§ QUOTED TEXT:
---*---

Boston’s new mayor, Michelle Wu, was sworn in last week after campaigning on a platform that included rent control — also known as rent stabilization. And Somerville's mayor-elect, Katjana Ballantyne, also touted rent control during her campaign.

Before the election, Wu said rent control — which limits how much landlords can hike rents each year — has "worked to keep people in their homes in cities across the country."

With her family by her side, Michelle Wu takes the oath of office as mayor of Boston. (Jesse Costa/WBUR)
With her family by her side, Michelle Wu takes the oath of office as mayor of Boston. (Jesse Costa/WBUR)

The measure has a long history in Massachusetts.

Several communities in the area, including Cambridge, Brookline and Boston, enacted rent control around the 1970s. And the policy remained popular in all three cities.

But landlords helped put a statewide ban on the ballot in 1994. And it narrowly passed, 51% to 49%.

Opponents say rent control discourages people from investing in apartments — hurting tenants in the long run.

"They don't even build new rental housing," said Skip Schloming, who until recently was head of the Small Property Owners Association.

But the skyrocketing cost of housing has energized supporters of rent control, who hope to finally end the ban. Home prices in Boston have more than quadrupled since the ban took effect, even after inflation, and rents have soared in unison.

"Many people are being forced to leave the city," said Joe Kriesberg, of the Massachusetts Association of Community Development Corporations. "This is a real crisis for Boston, for Greater Boston."

---*---

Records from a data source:
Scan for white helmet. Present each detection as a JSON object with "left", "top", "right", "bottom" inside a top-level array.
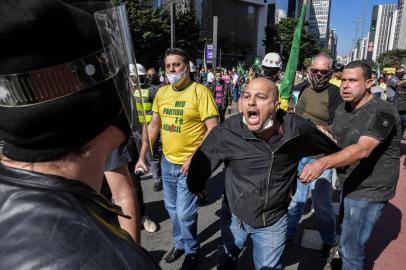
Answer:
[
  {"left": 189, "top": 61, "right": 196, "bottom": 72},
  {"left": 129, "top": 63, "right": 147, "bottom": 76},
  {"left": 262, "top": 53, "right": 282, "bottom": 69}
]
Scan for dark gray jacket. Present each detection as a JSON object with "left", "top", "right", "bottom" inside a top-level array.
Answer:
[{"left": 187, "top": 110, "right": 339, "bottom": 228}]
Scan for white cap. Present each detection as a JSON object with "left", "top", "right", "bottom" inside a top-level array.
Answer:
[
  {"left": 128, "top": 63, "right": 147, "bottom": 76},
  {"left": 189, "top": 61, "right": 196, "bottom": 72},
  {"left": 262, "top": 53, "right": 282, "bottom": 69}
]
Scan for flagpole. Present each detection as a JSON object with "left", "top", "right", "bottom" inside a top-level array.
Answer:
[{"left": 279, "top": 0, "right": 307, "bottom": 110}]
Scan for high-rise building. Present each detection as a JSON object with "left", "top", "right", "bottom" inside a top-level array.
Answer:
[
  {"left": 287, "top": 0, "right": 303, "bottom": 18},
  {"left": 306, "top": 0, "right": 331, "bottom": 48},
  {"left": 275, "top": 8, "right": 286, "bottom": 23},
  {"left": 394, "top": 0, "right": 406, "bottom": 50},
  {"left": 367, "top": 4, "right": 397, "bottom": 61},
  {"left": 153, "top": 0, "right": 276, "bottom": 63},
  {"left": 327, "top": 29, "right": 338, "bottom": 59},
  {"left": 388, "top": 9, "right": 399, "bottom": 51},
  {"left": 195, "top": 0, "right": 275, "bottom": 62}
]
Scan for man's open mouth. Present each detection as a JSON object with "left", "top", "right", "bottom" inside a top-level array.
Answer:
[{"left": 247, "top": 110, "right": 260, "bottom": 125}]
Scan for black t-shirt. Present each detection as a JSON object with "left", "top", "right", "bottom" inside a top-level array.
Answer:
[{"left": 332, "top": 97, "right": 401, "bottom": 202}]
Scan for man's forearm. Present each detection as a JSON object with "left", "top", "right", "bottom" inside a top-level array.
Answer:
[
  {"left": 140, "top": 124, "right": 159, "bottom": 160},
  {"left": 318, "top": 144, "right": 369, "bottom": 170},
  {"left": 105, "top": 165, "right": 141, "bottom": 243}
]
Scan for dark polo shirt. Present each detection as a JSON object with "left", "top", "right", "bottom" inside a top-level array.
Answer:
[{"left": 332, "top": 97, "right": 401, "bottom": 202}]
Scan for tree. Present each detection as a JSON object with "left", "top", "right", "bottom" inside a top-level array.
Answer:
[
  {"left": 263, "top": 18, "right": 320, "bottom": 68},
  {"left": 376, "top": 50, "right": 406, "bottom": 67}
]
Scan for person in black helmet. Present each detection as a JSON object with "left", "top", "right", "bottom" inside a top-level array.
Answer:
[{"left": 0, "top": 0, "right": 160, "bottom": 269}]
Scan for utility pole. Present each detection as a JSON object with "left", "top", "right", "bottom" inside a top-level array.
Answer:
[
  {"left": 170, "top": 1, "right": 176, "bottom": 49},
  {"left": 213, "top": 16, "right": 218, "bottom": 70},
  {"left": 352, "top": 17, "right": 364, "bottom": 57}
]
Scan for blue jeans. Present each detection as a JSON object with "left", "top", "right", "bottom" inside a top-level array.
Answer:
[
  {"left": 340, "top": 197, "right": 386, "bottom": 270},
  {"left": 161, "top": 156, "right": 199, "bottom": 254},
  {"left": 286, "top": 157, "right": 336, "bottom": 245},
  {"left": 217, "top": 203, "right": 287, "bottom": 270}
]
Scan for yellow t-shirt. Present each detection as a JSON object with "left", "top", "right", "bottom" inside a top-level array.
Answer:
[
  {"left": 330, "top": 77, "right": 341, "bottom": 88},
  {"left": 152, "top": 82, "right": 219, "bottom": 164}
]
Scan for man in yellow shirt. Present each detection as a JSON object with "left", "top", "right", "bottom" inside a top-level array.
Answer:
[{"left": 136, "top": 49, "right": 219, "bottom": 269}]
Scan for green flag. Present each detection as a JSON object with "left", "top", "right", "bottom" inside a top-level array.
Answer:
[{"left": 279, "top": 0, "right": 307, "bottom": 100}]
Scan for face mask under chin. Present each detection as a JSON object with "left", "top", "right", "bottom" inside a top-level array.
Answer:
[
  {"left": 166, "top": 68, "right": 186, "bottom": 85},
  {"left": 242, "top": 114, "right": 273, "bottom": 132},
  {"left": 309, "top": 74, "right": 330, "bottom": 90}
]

---*---

§ TASK SET:
1. Return the stretch of the rent control article from "Several communities in" through "Property Owners Association.".
2. Please state whether each statement agrees with the rent control article, answering yes or no and quoting the deciding words: (a) The 1994 statewide ban passed by a wide margin. (b) Cambridge, Brookline and Boston enacted rent control around the 1970s. (c) Home prices in Boston have more than quadrupled since the ban took effect.
This data has no connection to the rent control article.

§ EXERCISE RESPONSES:
1.
Several communities in the area, including Cambridge, Brookline and Boston, enacted rent control around the 1970s. And the policy remained popular in all three cities.

But landlords helped put a statewide ban on the ballot in 1994. And it narrowly passed, 51% to 49%.

Opponents say rent control discourages people from investing in apartments — hurting tenants in the long run.

"They don't even build new rental housing," said Skip Schloming, who until recently was head of the Small Property Owners Association.

2.
(a) No: "And it narrowly passed, 51% to 49%."
(b) Yes: "Several communities in the area, including Cambridge, Brookline and Boston, enacted rent control around the 1970s."
(c) Yes: "Home prices in Boston have more than quadrupled since the ban took effect, even after inflation"